■ **Document passage**

>>>>

Then there’s Short’s Brewing Co. in Bellaire — which purchased a local hotel for employee housing — and the University of Michigan Health-Sparrow, a Lansing hospital that recently donated nine local homes to the Ingham County Land Bank and Habitat for Humanity Capital Region.
While Hovey wouldn’t say how many applications MSHDA’s seen for the Employer Assisted Housing Fund, she did say applications were “scattered throughout the state, which we are appreciating.”
Coupled with a push from local governments and nonprofits reimagining spaces, Hovey said it wouldn’t surprise her if Michigan’s real housing shortfall is closer to 100,000 units when updated data releases next month.
“We’re really looking at how we approach everything in a comprehensive way,” she said, adding: “It’s not just a single point that’s going to fix the housing crisis.”

Out with the old, into the new
When it comes to creating housing, as Capital Area Housing Partnership’s Henry can attest, it can be an arduous process.
The group acquired rights to the Walter French property in 2017 through a gift, then spent the better part of six years pulling everything together prior to breaking ground in June 2023.
But the coronavirus pandemic inflated building and labor costs, Henry said, causing at one point an “insurmountable” $9 million gap between the money the Capital Area Housing Partnership had and the money it would need to complete the project.
“So, we went back to the drawing board, went through the construction specs, and found ways to lower costs,” Henry said, adding that it ended up costing $25 million to renovate the building.
The units at Walter French are mostly open to anyone, so long as the entire building remains under 60% of the area’s median income — about $55,300 for a family of four in Ingham County.

<<<<

■ **Provided material**

>>>>

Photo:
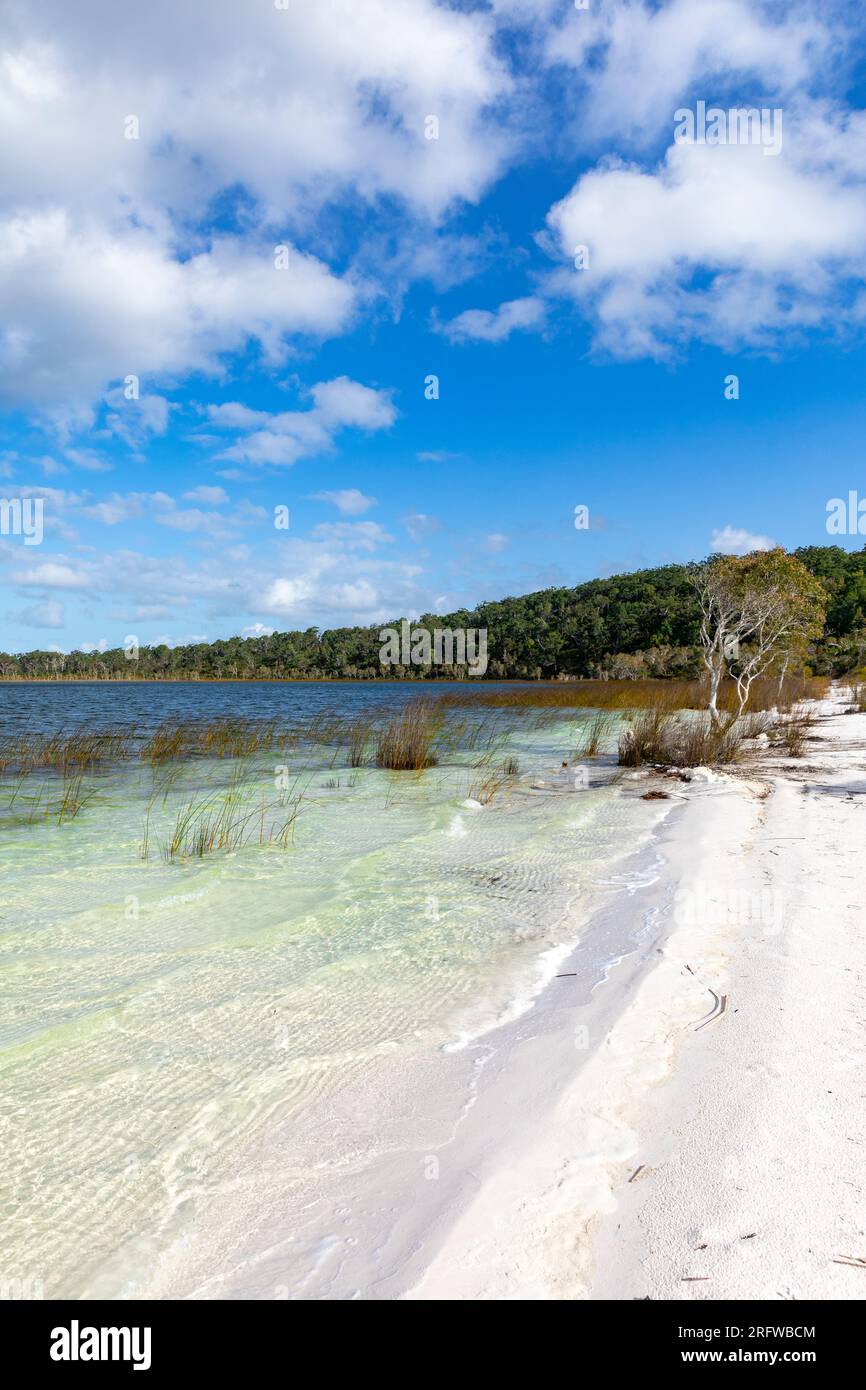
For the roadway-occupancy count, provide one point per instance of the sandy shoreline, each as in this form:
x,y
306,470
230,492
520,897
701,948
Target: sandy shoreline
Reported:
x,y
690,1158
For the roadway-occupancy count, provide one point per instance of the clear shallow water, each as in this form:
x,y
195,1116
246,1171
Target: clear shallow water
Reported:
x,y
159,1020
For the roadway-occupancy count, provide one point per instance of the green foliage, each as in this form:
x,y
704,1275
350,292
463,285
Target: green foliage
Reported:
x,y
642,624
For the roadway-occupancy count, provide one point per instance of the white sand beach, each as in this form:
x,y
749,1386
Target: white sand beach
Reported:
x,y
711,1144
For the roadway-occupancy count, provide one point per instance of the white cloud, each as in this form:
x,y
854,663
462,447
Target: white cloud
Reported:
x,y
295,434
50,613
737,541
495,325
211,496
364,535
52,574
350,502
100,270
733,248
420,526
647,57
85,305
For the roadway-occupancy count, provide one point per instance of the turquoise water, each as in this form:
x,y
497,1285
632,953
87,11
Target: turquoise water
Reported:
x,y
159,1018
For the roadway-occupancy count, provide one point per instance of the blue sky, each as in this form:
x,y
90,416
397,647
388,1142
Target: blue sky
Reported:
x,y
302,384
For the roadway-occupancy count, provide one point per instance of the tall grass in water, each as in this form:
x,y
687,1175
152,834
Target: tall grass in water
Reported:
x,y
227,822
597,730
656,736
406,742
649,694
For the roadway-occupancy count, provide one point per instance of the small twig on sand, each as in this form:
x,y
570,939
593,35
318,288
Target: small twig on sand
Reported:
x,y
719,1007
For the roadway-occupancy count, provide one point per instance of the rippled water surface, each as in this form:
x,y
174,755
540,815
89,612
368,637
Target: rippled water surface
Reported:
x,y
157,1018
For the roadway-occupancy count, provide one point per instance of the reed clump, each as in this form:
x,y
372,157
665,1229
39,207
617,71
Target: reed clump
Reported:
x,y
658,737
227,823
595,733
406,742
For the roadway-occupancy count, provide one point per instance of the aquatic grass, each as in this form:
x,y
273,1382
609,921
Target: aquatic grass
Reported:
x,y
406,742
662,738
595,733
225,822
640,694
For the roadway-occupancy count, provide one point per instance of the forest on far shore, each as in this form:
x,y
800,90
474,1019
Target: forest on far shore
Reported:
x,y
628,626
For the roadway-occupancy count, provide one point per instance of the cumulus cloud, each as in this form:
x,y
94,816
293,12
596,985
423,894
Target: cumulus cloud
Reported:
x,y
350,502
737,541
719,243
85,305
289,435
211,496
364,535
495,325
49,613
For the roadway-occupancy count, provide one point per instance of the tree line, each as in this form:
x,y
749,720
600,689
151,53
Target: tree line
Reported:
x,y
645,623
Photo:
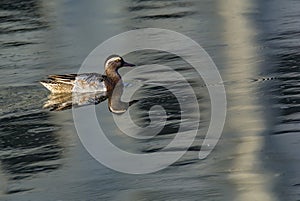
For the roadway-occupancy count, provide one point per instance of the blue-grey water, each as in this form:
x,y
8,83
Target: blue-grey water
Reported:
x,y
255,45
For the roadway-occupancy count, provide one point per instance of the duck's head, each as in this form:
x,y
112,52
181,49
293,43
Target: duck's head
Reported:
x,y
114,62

<<<<

■ **Tasks and exercises**
1. List every organization named in the Michigan housing article.
2. Write the next part of the Michigan housing article, picking up after its final sentence.

■ **Outputs by task**
1.
Short's Brewing Co.
University of Michigan Health-Sparrow
Ingham County Land Bank
Habitat for Humanity Capital Region
MSHDA
Capital Area Housing Partnership

2.
It’s expected the Capital Area Housing Partnership will spend another $10 million this year when creating a 110-seat daycare center on the complex grounds, she added, alongside new headquarters for the nonprofit, bringing the overall project costs to roughly $35 million — much higher than initially anticipated.
That was also the case in Kalamazoo, where HOPE thru Navigation CEO Hooker said that, when the group planned to break ground on the first of six tiny house hubs in 2020, they were quoted at around $38,000 for each 410-square foot build.
That groundbreaking never happened. When Hooker resumed talks with contractors following the pandemic, she said the project’s price tag had quintupled to nearly $200,000 per tiny home.
Overall, to build three small homes and an on-site commercial building for the nonprofit would be close to $1 million. Hooker was able to find a contractor who took on the job for less than half that amount, but “we cut a lot in the project,” including ditching the idea to fully furnish the apartments.
Three of six tiny houses in the first “hub” have already been completed and are rented out, she added, with the other half of the hub to be completed this fall.
Even with just three units completed, Hooker said the group has already received 200 applications, though roughly half have been rejected as applicants are unaware they need a criminal background to rent the units.
Hooker said the group wanted to house those with criminal backgrounds because such backgrounds are not a protected class under the state’s Fair Housing Act. Even if a person has the money to rent, a landlord could deny their application — or even terminate their lease — if they feel a person’s incarceration history poses a danger.
Hooker said her group’s tiny house project fills “a gap in services for that population” and keeps people from potentially experiencing homelessness as a result. It’s an issue she cares deeply about, being formerly incarcerated herself.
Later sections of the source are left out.